> [AIM OF THE EXERCISE] Copy the rows exactly, from the start of the rows through the line containing "150L172 189L191 198L212", both ends included.

> [WORKING DATA]
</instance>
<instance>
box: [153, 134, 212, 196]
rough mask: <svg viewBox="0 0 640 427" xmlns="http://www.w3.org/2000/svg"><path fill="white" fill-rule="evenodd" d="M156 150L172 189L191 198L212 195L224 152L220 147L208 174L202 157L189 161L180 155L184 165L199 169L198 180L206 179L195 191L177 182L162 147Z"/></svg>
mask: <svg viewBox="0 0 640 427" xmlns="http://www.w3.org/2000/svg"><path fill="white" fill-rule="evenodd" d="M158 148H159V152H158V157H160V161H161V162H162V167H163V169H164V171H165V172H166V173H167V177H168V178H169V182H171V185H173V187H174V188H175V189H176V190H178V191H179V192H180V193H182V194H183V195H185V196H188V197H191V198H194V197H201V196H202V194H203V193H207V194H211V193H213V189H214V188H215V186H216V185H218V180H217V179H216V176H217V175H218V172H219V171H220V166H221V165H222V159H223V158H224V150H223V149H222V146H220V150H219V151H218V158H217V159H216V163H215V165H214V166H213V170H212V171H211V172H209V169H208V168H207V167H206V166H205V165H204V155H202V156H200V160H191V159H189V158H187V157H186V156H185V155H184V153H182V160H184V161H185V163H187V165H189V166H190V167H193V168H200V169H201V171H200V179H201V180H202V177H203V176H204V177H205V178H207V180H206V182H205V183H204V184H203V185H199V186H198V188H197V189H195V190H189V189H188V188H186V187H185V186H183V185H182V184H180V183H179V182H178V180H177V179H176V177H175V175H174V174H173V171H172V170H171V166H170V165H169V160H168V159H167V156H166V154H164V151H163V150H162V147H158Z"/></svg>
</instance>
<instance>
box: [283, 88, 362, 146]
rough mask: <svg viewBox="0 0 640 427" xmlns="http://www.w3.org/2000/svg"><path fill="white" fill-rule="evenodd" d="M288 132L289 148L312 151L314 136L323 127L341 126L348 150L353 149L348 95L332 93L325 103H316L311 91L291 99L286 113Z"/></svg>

> [ANSWER]
</instance>
<instance>
box: [153, 134, 212, 196]
rough mask: <svg viewBox="0 0 640 427" xmlns="http://www.w3.org/2000/svg"><path fill="white" fill-rule="evenodd" d="M156 150L172 189L191 198L212 195L224 152L220 147L208 174L202 157L189 161L180 155L184 165L199 169L198 180L206 179L195 191L177 182L162 147Z"/></svg>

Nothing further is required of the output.